BEGIN INFORMATION GIVEN

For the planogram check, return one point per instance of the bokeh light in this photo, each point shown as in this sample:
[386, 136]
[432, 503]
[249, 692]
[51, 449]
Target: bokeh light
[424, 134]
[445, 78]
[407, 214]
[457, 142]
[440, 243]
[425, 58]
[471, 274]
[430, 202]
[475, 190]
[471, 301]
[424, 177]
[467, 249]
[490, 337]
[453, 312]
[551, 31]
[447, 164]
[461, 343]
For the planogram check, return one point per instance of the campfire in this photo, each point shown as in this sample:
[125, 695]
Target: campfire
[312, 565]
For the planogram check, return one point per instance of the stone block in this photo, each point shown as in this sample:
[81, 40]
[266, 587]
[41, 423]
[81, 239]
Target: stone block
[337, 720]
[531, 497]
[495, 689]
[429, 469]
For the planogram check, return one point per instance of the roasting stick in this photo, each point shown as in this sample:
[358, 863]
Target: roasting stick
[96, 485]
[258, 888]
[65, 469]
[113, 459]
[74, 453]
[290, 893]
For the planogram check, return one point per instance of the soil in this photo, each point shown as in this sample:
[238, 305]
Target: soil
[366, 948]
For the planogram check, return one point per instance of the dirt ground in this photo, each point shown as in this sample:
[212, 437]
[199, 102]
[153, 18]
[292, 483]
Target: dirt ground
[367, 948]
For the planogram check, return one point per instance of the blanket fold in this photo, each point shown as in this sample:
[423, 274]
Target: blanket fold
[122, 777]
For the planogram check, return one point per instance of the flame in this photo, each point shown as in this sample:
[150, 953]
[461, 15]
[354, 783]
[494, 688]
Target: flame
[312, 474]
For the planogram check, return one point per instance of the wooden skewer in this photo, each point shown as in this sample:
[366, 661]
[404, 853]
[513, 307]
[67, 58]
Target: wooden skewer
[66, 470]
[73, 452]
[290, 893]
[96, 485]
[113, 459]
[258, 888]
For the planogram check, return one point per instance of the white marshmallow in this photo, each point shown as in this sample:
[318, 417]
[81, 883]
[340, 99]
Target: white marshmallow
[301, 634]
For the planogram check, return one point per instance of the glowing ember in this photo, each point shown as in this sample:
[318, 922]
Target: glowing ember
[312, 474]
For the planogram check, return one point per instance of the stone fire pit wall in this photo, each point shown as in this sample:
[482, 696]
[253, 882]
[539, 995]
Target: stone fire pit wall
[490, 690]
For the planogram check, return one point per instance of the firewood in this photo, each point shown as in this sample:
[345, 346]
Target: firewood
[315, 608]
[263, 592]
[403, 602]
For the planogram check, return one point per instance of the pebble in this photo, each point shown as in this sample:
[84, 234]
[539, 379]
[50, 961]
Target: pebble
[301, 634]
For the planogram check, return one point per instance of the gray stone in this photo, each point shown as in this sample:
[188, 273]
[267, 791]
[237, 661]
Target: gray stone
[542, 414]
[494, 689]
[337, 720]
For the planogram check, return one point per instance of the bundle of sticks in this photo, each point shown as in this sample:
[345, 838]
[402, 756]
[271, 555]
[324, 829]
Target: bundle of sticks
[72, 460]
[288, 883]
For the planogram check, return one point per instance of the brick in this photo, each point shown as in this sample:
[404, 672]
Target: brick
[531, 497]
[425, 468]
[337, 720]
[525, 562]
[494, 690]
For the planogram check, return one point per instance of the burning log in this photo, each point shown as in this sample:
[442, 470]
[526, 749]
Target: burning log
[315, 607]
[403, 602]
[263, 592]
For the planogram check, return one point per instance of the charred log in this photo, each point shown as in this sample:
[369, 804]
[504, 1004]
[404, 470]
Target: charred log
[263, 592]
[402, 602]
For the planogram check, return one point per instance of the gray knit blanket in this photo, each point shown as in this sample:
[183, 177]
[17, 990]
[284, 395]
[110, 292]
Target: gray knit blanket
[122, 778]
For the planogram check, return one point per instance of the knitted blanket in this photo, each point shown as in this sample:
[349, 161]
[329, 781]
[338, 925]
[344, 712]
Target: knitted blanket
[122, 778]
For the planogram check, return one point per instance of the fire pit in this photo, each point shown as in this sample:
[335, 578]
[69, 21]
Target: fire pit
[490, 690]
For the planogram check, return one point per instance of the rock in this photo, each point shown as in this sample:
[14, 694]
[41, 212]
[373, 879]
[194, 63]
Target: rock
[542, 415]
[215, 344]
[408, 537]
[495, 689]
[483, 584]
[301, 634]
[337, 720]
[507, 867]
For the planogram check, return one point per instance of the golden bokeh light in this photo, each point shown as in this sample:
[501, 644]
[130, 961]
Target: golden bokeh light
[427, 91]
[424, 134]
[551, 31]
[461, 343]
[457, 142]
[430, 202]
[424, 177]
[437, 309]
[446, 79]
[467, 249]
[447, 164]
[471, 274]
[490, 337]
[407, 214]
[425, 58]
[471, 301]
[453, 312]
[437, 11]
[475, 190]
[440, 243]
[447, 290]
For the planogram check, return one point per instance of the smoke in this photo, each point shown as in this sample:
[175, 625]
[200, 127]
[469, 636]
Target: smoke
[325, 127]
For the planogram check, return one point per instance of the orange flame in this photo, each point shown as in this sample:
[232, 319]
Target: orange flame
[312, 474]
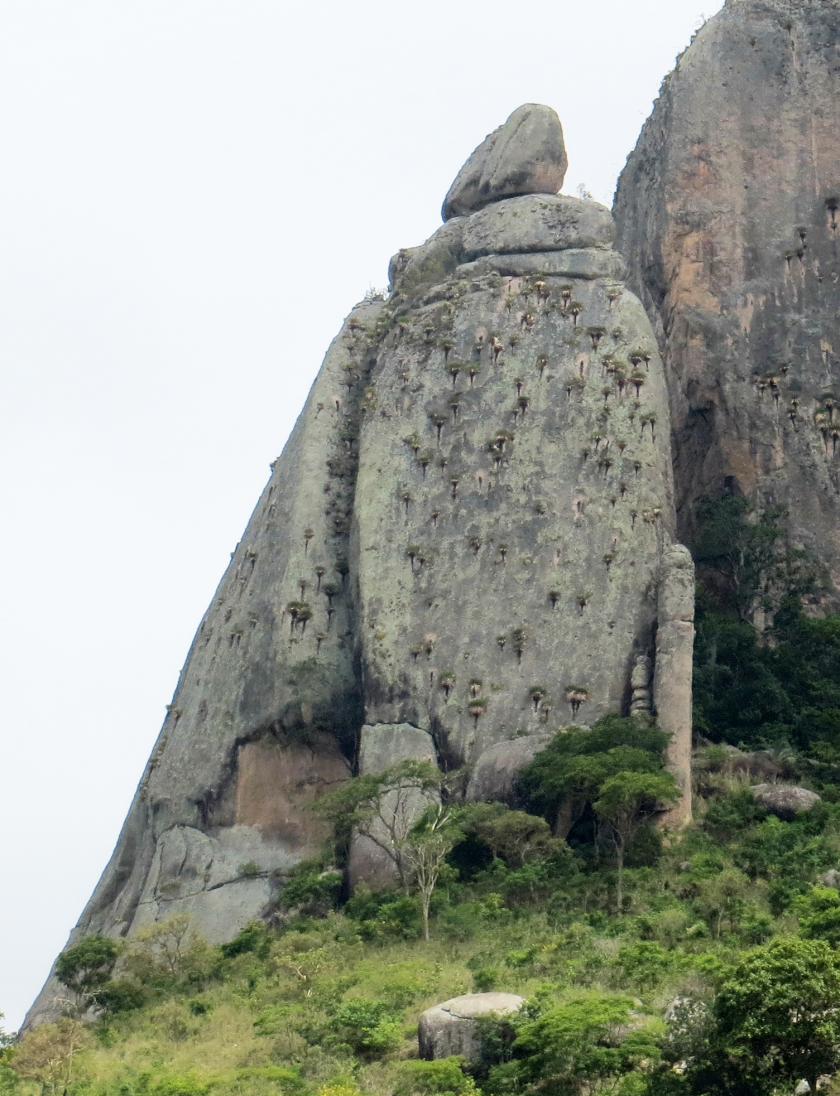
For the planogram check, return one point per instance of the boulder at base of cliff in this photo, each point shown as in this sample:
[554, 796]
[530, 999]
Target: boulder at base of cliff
[451, 1028]
[784, 800]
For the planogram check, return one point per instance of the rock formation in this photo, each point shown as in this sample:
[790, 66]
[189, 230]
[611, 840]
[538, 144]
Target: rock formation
[727, 214]
[450, 1028]
[467, 543]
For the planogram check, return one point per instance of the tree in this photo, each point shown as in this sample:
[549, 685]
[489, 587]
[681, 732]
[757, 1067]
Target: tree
[87, 967]
[171, 947]
[778, 1015]
[567, 775]
[46, 1054]
[624, 803]
[429, 844]
[385, 808]
[819, 915]
[582, 1045]
[724, 895]
[739, 543]
[512, 836]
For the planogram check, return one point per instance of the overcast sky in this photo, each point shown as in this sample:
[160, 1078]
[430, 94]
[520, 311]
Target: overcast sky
[193, 194]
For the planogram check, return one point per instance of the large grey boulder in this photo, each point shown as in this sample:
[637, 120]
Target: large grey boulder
[537, 223]
[784, 800]
[450, 1028]
[524, 156]
[495, 776]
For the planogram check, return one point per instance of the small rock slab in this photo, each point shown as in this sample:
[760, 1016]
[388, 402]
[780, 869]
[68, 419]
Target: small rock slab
[537, 223]
[524, 156]
[784, 800]
[450, 1028]
[587, 263]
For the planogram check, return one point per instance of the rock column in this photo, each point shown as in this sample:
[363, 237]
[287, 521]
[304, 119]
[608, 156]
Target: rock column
[674, 648]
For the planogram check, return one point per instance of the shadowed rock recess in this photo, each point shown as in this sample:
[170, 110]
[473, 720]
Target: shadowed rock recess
[728, 215]
[467, 541]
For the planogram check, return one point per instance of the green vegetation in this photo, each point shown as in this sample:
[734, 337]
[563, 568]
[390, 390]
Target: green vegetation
[700, 963]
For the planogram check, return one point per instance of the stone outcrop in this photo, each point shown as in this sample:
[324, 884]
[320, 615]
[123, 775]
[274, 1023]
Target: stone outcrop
[784, 800]
[450, 1028]
[727, 215]
[467, 541]
[672, 677]
[524, 156]
[495, 776]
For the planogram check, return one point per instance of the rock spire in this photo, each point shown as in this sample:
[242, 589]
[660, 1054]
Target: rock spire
[466, 543]
[728, 214]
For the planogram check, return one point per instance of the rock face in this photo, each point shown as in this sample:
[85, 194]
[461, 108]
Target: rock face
[495, 776]
[451, 1028]
[525, 156]
[727, 215]
[467, 541]
[784, 800]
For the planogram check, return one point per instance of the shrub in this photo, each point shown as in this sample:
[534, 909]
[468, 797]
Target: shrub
[87, 966]
[443, 1077]
[370, 1027]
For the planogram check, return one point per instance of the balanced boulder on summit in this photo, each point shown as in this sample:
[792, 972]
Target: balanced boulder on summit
[525, 156]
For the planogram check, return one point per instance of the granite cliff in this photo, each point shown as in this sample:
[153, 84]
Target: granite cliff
[727, 214]
[467, 541]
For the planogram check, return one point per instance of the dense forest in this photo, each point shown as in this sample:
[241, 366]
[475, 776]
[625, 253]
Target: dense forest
[700, 962]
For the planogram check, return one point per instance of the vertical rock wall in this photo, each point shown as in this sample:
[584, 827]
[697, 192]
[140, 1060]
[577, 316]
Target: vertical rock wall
[513, 503]
[466, 543]
[727, 214]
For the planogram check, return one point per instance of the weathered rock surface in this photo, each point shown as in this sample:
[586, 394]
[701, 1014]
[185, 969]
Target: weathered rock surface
[451, 1028]
[536, 223]
[495, 775]
[468, 539]
[524, 156]
[513, 507]
[672, 676]
[727, 214]
[268, 707]
[784, 800]
[588, 263]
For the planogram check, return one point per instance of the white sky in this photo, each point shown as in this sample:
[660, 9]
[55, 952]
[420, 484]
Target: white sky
[193, 194]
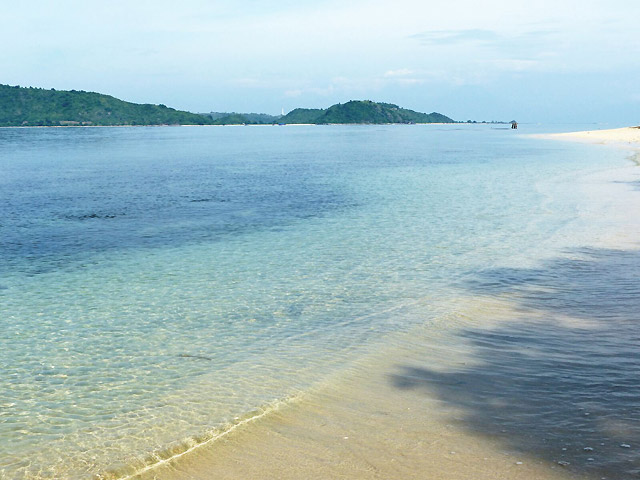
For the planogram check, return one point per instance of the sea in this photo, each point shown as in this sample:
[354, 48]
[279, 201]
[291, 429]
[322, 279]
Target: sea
[160, 286]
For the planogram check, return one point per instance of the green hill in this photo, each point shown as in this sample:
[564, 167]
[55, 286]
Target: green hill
[363, 111]
[36, 107]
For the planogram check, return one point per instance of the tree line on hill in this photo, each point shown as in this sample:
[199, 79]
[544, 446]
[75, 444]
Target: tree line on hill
[40, 107]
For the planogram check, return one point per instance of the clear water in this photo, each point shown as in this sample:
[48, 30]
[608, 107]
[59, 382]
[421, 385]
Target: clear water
[157, 284]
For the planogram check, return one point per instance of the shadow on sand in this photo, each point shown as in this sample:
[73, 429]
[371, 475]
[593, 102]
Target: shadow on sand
[561, 380]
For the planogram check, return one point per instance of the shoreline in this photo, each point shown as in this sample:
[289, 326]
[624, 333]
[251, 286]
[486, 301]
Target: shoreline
[363, 426]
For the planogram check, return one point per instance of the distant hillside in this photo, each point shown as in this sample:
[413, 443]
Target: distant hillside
[234, 118]
[303, 115]
[38, 107]
[363, 111]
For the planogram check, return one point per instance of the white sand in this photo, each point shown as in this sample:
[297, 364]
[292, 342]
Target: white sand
[628, 136]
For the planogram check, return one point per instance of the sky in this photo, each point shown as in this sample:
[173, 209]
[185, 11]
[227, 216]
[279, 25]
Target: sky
[559, 61]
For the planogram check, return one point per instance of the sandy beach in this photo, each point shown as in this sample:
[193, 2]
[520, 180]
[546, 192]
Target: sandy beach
[628, 137]
[463, 400]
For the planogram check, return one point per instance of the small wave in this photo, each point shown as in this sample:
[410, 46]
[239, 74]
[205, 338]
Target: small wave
[187, 446]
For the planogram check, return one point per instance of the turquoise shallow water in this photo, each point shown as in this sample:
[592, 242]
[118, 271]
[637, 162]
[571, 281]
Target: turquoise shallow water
[158, 284]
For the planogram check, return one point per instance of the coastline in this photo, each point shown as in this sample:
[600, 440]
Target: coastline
[405, 412]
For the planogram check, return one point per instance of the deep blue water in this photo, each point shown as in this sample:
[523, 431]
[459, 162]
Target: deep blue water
[156, 283]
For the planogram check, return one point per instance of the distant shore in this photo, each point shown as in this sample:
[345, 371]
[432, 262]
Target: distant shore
[627, 136]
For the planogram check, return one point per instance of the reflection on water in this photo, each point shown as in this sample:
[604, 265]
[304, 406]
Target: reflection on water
[158, 283]
[559, 380]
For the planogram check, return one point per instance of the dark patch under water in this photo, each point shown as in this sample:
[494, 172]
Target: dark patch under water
[549, 389]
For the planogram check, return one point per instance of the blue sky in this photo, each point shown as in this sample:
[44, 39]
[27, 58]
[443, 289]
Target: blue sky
[536, 61]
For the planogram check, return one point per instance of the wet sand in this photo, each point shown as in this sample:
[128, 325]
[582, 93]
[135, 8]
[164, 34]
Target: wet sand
[533, 375]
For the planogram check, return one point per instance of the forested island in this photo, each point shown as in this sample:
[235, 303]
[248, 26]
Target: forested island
[39, 107]
[30, 106]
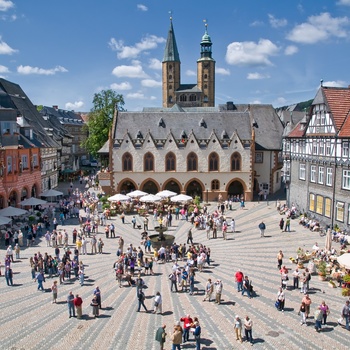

END INFORMATION GIVEN

▶ _YOUR OBJECTIVE_: Tally the lines of the entries above that contain the word "charred" and give only that number.

▶ _WRITTEN SOLUTION_: 2